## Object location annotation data

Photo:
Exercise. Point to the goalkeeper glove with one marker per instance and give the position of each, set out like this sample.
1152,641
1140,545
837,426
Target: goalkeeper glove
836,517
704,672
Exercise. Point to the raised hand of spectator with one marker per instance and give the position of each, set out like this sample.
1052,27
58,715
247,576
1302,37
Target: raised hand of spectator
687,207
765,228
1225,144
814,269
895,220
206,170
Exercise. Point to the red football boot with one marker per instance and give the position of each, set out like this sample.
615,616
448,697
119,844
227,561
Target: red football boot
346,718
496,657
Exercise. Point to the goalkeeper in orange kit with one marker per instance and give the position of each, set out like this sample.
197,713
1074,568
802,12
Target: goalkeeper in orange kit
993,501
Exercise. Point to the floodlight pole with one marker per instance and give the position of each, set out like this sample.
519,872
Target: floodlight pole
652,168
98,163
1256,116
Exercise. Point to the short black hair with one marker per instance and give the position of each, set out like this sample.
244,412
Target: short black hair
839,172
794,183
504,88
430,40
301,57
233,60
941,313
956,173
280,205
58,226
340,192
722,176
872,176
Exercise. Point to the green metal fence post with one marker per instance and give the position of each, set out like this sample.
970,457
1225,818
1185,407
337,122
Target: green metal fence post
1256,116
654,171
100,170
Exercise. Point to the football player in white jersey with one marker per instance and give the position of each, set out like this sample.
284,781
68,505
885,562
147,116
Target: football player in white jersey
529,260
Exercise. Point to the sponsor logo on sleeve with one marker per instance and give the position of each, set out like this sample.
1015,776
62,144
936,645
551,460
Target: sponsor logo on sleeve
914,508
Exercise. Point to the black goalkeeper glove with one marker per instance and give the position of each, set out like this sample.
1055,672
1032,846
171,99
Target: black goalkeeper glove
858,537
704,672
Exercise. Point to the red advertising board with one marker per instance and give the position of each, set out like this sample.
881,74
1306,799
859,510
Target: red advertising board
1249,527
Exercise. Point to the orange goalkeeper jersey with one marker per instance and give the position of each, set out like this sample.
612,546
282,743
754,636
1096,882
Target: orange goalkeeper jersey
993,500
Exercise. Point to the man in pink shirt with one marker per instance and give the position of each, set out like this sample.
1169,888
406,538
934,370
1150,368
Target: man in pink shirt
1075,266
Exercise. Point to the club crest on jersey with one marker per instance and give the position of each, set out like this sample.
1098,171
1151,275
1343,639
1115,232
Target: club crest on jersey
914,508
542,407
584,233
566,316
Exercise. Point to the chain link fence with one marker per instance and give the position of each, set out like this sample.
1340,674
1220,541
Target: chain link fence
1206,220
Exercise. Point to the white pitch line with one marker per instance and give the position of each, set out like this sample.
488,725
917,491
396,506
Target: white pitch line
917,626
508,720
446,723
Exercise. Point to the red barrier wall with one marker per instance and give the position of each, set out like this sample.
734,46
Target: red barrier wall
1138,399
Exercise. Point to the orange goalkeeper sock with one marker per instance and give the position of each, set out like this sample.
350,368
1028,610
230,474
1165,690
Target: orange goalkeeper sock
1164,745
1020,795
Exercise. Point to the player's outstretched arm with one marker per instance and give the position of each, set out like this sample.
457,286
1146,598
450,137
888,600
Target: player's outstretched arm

## TASK STATEMENT
Copy out word for word every line from the one containing "Exercise. Point to the red barrier" through the last line of the items, both ends included.

## RESULT FOR THIS TASK
Exercise. Point to the red barrier wall with one marker per instance and give the position of each, set out like this sample.
734,46
Target: red barrier wall
1138,399
Exercise. Point to the orange goalkeeper sock with one marker per instance and give the position of each, set out like this sample.
350,368
1028,610
230,474
1165,690
Target: orange goalkeeper sock
1164,745
1020,795
Exercise. Point to the player's outstretched arm with one marker per instance and give the position of each, set out like this sample.
457,286
1146,598
450,137
888,600
Target: player's outstretched arm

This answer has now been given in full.